[[ RECORD EXCERPTS, beginning ]]
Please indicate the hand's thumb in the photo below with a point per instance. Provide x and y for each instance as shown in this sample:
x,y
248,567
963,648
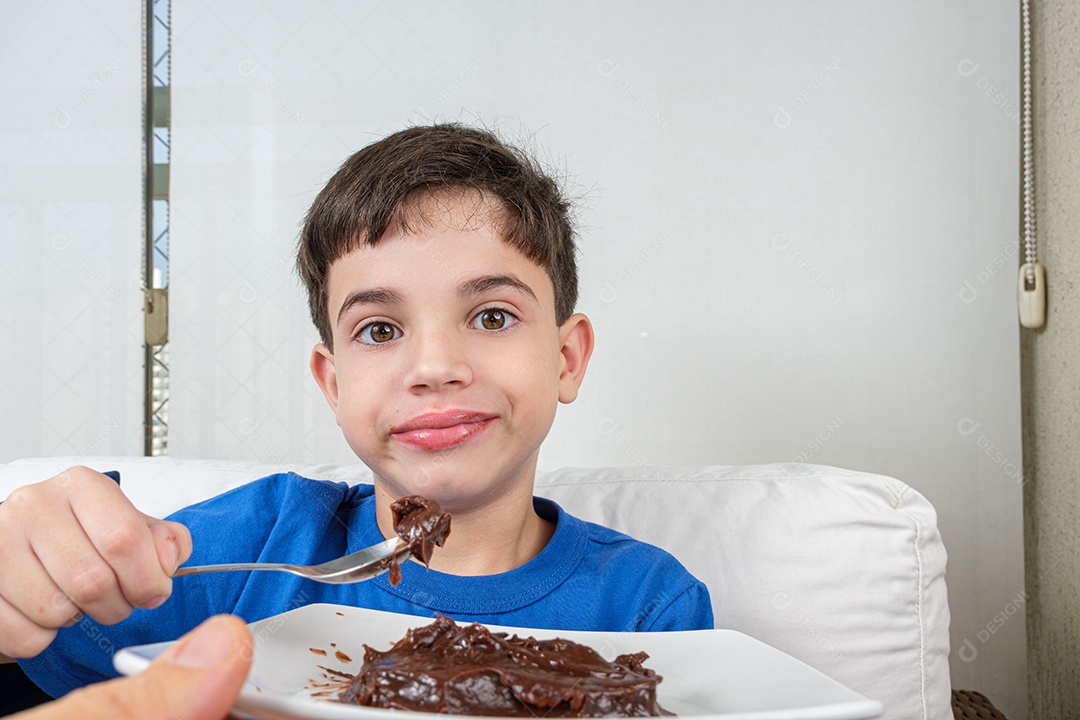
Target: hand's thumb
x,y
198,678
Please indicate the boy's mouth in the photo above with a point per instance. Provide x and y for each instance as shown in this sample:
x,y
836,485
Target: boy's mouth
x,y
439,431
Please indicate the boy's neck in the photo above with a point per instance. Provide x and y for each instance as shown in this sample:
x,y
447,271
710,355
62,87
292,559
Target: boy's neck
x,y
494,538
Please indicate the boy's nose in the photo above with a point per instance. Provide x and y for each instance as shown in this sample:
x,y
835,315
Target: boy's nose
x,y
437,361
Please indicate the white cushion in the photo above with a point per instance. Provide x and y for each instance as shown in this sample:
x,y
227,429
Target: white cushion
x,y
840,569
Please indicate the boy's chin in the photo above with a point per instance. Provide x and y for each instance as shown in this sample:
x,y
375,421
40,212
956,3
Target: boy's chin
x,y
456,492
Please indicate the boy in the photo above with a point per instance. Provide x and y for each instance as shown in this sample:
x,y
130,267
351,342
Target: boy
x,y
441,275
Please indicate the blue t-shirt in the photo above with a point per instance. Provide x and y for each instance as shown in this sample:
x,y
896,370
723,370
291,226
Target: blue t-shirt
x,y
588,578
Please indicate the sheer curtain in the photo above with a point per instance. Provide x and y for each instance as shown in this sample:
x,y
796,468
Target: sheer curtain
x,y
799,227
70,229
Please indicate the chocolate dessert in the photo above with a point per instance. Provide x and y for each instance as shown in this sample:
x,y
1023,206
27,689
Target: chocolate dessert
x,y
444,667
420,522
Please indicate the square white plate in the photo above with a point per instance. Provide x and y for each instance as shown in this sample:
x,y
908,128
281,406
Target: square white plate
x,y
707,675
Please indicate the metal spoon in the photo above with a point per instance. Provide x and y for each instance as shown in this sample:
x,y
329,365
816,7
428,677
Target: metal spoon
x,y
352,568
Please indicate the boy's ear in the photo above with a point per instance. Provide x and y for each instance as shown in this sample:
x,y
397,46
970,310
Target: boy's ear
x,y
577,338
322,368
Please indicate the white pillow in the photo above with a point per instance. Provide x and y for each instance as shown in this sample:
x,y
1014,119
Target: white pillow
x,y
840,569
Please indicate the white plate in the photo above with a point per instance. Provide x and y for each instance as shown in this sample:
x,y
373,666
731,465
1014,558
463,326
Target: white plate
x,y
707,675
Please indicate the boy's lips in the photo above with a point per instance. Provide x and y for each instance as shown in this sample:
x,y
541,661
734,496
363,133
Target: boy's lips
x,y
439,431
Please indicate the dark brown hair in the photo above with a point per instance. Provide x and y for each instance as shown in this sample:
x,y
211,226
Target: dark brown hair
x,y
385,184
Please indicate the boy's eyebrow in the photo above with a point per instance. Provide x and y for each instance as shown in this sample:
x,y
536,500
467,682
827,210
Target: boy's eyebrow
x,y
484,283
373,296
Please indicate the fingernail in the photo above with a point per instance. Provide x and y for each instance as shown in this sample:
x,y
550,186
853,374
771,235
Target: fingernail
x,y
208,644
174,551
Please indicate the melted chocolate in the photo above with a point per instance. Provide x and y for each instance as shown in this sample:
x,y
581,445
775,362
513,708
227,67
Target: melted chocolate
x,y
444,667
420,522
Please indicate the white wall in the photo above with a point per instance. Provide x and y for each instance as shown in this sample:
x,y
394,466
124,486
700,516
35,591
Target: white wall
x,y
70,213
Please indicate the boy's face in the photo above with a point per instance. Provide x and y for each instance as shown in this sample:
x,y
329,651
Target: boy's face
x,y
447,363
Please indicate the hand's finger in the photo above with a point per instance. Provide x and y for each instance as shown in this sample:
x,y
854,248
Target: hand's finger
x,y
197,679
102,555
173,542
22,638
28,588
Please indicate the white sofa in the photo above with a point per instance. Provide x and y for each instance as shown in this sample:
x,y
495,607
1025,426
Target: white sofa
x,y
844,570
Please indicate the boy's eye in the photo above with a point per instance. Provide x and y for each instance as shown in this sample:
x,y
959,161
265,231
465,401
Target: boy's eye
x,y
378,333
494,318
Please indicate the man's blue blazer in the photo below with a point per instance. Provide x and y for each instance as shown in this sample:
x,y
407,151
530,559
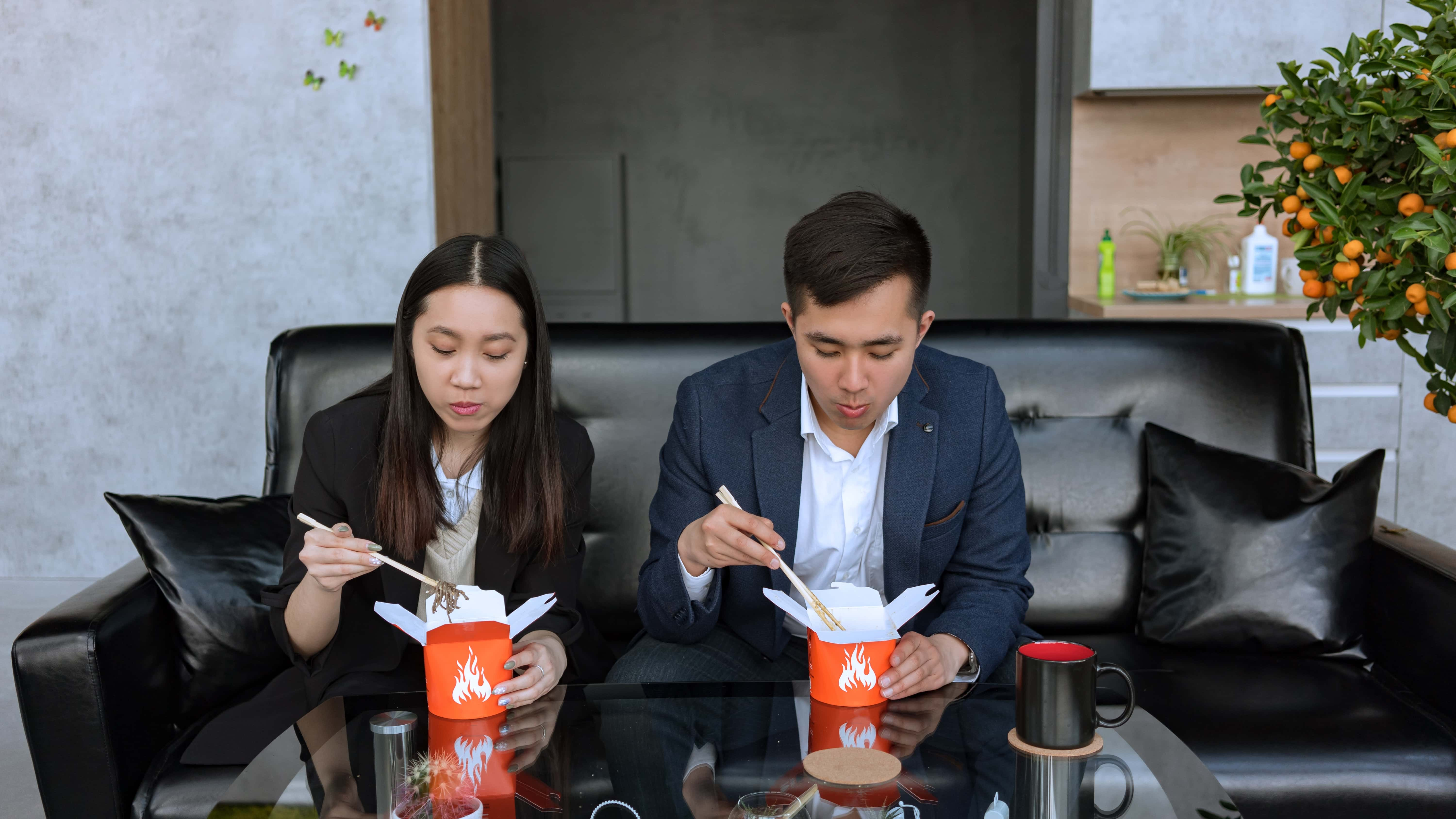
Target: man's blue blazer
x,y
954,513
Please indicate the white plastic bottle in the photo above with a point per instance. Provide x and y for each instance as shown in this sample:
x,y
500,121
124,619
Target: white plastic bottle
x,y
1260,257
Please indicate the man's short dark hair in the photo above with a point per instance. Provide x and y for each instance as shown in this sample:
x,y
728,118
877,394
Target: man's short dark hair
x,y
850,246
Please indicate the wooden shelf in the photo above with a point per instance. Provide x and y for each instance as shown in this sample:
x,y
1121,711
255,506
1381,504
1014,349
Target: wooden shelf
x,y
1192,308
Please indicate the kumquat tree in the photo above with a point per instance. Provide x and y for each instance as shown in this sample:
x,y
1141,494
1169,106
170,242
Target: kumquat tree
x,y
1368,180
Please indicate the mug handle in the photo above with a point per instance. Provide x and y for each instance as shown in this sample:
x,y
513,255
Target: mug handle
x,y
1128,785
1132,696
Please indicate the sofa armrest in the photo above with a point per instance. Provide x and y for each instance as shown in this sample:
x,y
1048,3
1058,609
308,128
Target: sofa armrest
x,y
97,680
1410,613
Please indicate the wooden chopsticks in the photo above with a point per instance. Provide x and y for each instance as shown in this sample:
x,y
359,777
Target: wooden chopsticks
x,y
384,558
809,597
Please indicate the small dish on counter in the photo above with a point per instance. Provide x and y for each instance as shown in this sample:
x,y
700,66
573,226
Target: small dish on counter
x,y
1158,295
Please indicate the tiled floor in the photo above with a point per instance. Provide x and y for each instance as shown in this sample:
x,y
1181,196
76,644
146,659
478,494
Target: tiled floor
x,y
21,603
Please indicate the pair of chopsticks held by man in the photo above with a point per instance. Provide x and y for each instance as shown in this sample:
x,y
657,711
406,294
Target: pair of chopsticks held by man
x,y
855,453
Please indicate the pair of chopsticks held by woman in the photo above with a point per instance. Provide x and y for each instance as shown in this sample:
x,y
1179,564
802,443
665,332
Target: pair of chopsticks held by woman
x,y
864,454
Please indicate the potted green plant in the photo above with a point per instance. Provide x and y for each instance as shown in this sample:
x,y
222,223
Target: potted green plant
[[ RECORD EXCERPTS, end ]]
WHAT YOU ARE ASKED TO DO: Once more, please print the whole listing exactly, omitting each image.

RESPONSE FOR THIS EXERCISE:
Please indicate the hand's thumb in the photo below with a point per instance. Provide x and y for each instance as shown in this sample:
x,y
248,567
963,648
Target: hand's thumb
x,y
198,678
Please indicate the boy's mouth in the photo above with a point per instance. Provide x and y for each instance as shown in this sample:
x,y
836,485
Target: boy's mouth
x,y
439,431
Please indicate the boy's neck in the photo above with a point per instance. Provide x and y for each instance as shown in this sample:
x,y
447,271
710,355
62,87
292,559
Target: boy's neck
x,y
494,538
Please indicate the boy's nose in the photo above with a point per instance. Provide x and y for each instance as shown in this sample:
x,y
835,315
Target: boy's nose
x,y
437,361
Please indicate the white cushion in the photo above with a point per instance. Provide x and y for each instance as shown in this sample:
x,y
227,429
Target: white cushion
x,y
840,569
Please indicate the boy's chin in the photo above with a point per instance. Provide x and y for each instance as shown in this sample:
x,y
375,421
40,212
956,3
Target: boy's chin
x,y
456,492
Please indicate the boy in the photo above with a point per instance. Provide x and y for each instance as shown in this sample:
x,y
130,267
351,342
Target: boy
x,y
441,275
Please indicate the blue t-shirt in the photo above with a point per instance. Provide x and y for each instance as shown in this sample:
x,y
896,370
723,370
291,226
Target: blue t-shirt
x,y
588,578
Please indicate the sheer curtain in the photo above with a point per instance. Provide x and y for each instance as shown in this sample:
x,y
796,468
Target: sheer curtain
x,y
799,227
70,229
Please indicate the chocolate dessert in the photo above with a point per instance. Provide x and y for each instance as shown in this sample:
x,y
1023,206
27,689
Target: chocolate dessert
x,y
444,667
420,522
Please indicate the square white plate in the photo above with a point per instance. Provide x and y for each instance as shown in this sample:
x,y
908,128
281,406
Target: square white plate
x,y
707,675
Please indicate the metal spoon in the photo above with a point per instance. Provide x and y for each instance as shown in this sample:
x,y
329,365
816,7
428,677
Target: metal spoon
x,y
352,568
Please indicate the boy's ear in the photo above with a point per instance. Provide x and y for each instance as shown in this sample:
x,y
397,46
970,310
Target: boy's ear
x,y
577,338
322,368
Please indicate the white pillow in the photo above with a point per instance. Provide x and y for each instance as shown in this sample:
x,y
1014,119
Target: white pillow
x,y
840,569
Please indicate the white plate in the photo above with a point per instance. Provide x and y for each instance as shown in this sample:
x,y
373,666
731,465
1014,558
463,326
Target: white plate
x,y
707,675
Please indicate the boy's lips in the photo above with a point per instance. Provide x and y for each instance as shown in this sample:
x,y
541,661
734,496
363,133
Target: boy's lips
x,y
439,431
Please indicate the dark brown hair in the photo above with a point per instance. Provide x and y for each instance as shown in this sample:
x,y
211,226
Target: dark brown hair
x,y
385,184
Please indicate the boy's eyebrow in the photo above with a point per instance. Provide x and y for each instance as shown in this sample:
x,y
536,500
467,682
827,210
Target: boy's eyebrow
x,y
484,283
373,296
Please indicate the fingernail in the photo above with a point per instance. Provide x and y for each instance as shown in this sample:
x,y
550,186
853,374
771,235
Target: fingernail
x,y
208,644
174,551
Please indicate the melted chocolate in the photo above with a point per instance. Provide x and y for each instance as shown in this sample:
x,y
581,445
775,362
513,708
227,67
Target: melted chocolate
x,y
444,667
420,522
Please indicate the white wall in the photo above with a point per instance. Provide x and y for each instance as shown in this sample:
x,y
394,466
124,486
700,516
35,591
Target: white wall
x,y
70,213
Please indicate the boy's face in the photo above with a point per instance. Provide x and y for each instance as shown in this sample:
x,y
329,651
Target: boy's face
x,y
447,363
Please indicate the hand's finger in the photo above with a point per instance. Provide x and y for each instance as shown in this sample:
x,y
854,248
Target: hand's finger
x,y
197,679
102,555
173,542
22,638
28,588
Please indicate the white sofa in the photo above with a point per instance. Provide x and y for each instance as shown in this sample:
x,y
495,607
1025,426
Target: white sofa
x,y
844,570
Please indicate the boy's eye in the photo above with a point per instance. Provide x and y for each instance as shown in this sample:
x,y
959,161
265,231
465,401
Target: boy's eye
x,y
378,333
494,318
Please indicate the man's blue blazer in the photo below with a point per instance. Provide x and y for each instance as shown in this sample:
x,y
407,151
530,559
Target: man's blue blazer
x,y
954,513
Please indicate the white plastic bottle in the photo above with a point per instance. Provide x and y for each instance as shown in this sample:
x,y
500,121
124,619
Target: white plastic bottle
x,y
1260,257
Please indicate the man's short dark hair in the photo above with a point per instance. Provide x and y for each instance as shown in this sample:
x,y
728,118
877,394
Target: man's short dark hair
x,y
850,246
Please indicate the wooden shelf in the photo above with a point per instance. Provide x and y for each instance as shown in this sample:
x,y
1121,711
255,506
1381,504
1014,349
Target: wooden shelf
x,y
1192,308
Please indicate the kumquat tree in the photo above with a point per instance. Provide x and y for each instance as shown in this sample:
x,y
1141,494
1169,106
170,242
Target: kumquat tree
x,y
1368,180
Please indicate the mug handle in the photo above with a point per instance. Provide x and y for each instance as shown in this sample:
x,y
513,255
Target: mug handle
x,y
1128,785
1132,696
Please indicate the sofa armrest in the photo above with a point per instance. Provide x and y for each instance as shown in this sample:
x,y
1048,3
1058,609
308,128
Target: sofa armrest
x,y
97,680
1410,613
Please indicate the wooden chopsticks in the photo above with a point per instance. Provide x and y for each instance as shown in this sample:
x,y
359,777
Target: wooden chopsticks
x,y
384,558
809,597
Please indicate the small dish on counter in the photo above with a point per instance. Provide x and y for each instance as shown in this sample:
x,y
700,66
573,226
Target: small dish on counter
x,y
1158,295
Please indicate the tiled floor in the photo above with a point per instance. Provide x and y for each instance as shown in this sample:
x,y
1181,196
76,644
146,659
478,494
Target: tiled floor
x,y
21,603
Please indicate the pair of chopsticks held by man in the photo above with a point per instance. Provide x and y for each instance as shown in this sample:
x,y
657,711
406,294
Target: pair of chopsticks held by man
x,y
855,453
Please indicate the pair of chopsticks held by woman in the photo above with a point per instance. Provide x and y for each instance as shown in this sample:
x,y
1179,564
802,443
665,332
Target: pair of chopsticks held by woman
x,y
864,454
Please indicate the potted green plant in the photo above with a point per instance. Provide x and y for each instance as shown in this sample:
x,y
222,223
Target: potted green plant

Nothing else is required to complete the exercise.